● Instruções da tarefa
Transcreva sem nenhuma alteração o trecho do texto sobre a reforma tributária, começando em "Confirmada a aprovação" e seguindo até "em quatro anos.", inclusive.

● Trecho do texto

────

O Globo
Percepção independe da aprovação da reforma
tributária, e decorre da ocupação de espaços desde 8 de janeiro
Ao que tudo indica, o semestre útil em
Brasília termina hoje. É de extrema relevância e muito simbólica a discussão da
reforma tributária, que estava em debate na Câmara no fechamento desta coluna,
mas a análise de que o espaço ao centro se alargou desde o fatídico 8 de
janeiro independe dela. Trata-se de ótima notícia para a democracia e para o
debate público.
A própria negociação dos últimos dias foi
emblemática. A semana que começou como um levante dos governadores contra a
reforma tributária — em que a direita vislumbrou mais uma oportunidade de
polarizar com o governo — terminou mais próxima do consenso num tema-chave para
o desenvolvimento do país que o visto nas últimas três décadas.
Confirmada a aprovação da reforma na Câmara e, depois, no Senado, o governo Lula sairá como vitorioso, inegavelmente, mas não só ele ou Arthur Lira. A possibilidade de diálogo amplo, plural e com forças muitas vezes rivais em torno da agenda econômica é algo que não se via ao menos desde a reforma da Previdência e que foi completamente inviabilizado pela radicalização promovida por Bolsonaro em quatro anos.

────

● Trechos dos dados
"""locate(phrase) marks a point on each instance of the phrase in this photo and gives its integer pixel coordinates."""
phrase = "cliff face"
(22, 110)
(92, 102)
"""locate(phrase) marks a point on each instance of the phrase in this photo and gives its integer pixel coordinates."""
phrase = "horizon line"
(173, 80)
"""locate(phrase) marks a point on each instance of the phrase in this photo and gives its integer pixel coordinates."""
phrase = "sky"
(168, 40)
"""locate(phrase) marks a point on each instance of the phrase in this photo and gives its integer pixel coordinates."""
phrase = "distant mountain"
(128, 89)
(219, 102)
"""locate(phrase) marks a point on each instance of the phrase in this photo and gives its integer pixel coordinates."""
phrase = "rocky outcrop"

────

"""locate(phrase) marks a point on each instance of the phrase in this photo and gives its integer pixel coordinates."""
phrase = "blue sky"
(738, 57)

────

● Resposta da tarefa
Confirmada a aprovação da reforma na Câmara e, depois, no Senado, o governo Lula sairá como vitorioso, inegavelmente, mas não só ele ou Arthur Lira. A possibilidade de diálogo amplo, plural e com forças muitas vezes rivais em torno da agenda econômica é algo que não se via ao menos desde a reforma da Previdência e que foi completamente inviabilizado pela radicalização promovida por Bolsonaro em quatro anos.